*** Opening TEXT SECTION ***

Sunday, June 10, 2007

Deucalion and Pyrrha, and Noah: Different takes on Judgment

The ancient Greeks once told the story of a great flood that destroyed the earth.

The story goes that the gods saw the abundant wickedness of humanity and destroyed everyone but Deucalion and his wife, Pyrrha, with a great flood. It's the same basic myth as Noah, though Deucalion and Pyrrha did not save any animals and brought no children with them. There is no new beginning, no redemption of the human race, no new start seen through the lives of their children and grandchildren.

Deucalion and Pyrrha see their world annihilated and watch a new race usurp their place in the world. Noah and his wife took their sons and daughters-in-law on the Ark; Deucalion and Pyrrha saw the gods create an entirely new race of humanity from the rocks the two of them threw over their shoulders.

Imagine the grief they must have felt. They witnessed the genocide of their entire human species, and then watch as their land was taken over by a new people whom they had no relationship with. To make it more insulting, they were the instruments chosen to create their replacements.

*** Closing TEXT SECTION ***
*** Opening SOURCE MATERIAL ***

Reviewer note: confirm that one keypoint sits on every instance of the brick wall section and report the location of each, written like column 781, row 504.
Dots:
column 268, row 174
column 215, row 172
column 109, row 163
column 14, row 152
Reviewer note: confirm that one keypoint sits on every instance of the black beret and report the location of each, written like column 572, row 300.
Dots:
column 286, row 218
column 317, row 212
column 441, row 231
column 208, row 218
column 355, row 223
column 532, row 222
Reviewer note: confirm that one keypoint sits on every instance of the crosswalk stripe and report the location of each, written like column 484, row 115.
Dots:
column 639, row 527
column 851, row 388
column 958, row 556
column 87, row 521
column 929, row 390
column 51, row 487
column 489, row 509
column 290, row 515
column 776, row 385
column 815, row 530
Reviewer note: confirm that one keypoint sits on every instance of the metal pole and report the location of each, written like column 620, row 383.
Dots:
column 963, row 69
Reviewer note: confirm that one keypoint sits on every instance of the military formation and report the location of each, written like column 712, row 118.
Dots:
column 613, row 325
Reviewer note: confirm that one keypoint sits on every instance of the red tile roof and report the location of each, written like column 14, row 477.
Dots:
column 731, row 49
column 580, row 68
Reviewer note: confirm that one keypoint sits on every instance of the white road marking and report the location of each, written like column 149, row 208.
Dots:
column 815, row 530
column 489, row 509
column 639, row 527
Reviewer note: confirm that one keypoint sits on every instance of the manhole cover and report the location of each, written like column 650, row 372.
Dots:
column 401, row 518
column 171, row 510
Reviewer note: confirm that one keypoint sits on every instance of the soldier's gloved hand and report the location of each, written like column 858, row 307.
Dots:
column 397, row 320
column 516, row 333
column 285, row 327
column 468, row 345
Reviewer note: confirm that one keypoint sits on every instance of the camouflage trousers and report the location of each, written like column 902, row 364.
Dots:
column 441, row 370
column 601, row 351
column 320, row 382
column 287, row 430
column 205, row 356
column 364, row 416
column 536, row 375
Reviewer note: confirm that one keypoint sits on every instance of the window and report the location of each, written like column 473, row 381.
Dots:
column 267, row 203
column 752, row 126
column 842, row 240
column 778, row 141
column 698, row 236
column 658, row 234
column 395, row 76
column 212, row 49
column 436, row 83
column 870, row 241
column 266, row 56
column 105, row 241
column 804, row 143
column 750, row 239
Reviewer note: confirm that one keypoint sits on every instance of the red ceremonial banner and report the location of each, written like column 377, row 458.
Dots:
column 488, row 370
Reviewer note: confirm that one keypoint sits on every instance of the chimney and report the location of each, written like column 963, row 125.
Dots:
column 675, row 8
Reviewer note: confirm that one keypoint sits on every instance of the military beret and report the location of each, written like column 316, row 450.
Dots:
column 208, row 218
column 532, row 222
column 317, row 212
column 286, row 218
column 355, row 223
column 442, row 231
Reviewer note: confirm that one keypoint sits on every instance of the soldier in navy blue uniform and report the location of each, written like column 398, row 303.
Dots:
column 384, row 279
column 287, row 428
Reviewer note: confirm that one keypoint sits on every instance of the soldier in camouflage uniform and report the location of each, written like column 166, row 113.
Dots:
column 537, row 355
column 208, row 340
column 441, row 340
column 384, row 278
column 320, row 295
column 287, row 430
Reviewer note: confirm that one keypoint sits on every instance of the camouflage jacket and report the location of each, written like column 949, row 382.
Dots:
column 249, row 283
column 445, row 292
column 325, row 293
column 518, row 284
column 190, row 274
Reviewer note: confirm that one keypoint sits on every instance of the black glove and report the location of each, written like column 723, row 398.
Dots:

*** Closing SOURCE MATERIAL ***

# ACTIVITY
Please continue the piece on the flood stories of Deucalion and Pyrrha and of Noah, starting after its last sentence.

# EXPECTED ANSWER
Like the Greeks, the Hebrew writer of Genesis also imbued the tale with a moral meaning. Unlike the Epic of Gilgamesh, where the Deluge came because a god was being kept awake by humanity's noise, the Genesis account links the Deluge to humanity's wickedness. But the author of Genesis gives the Supreme Being a level of compassion and commitment notably lacking in Zeus.

Yes, the mythological Noah witnesses the destruction of his whole world, but he also sees a God who is committed to his creation, and who gives it a second chance. The pledge that there will be no other Flood comes with a repetition of the Eden commands to fill the earth and subdue it, to be fruitful and to multiply, with the implication that the earth has been renewed.

(The Apostle Peter refers to this in one of his epistles, where he links the Flood to baptism, which in Christian circles is seen as a symbol of cleansing and resurrection.)

And unlike Zeus, who wipes his original human race off the slate, God keeps Adam's race in the running.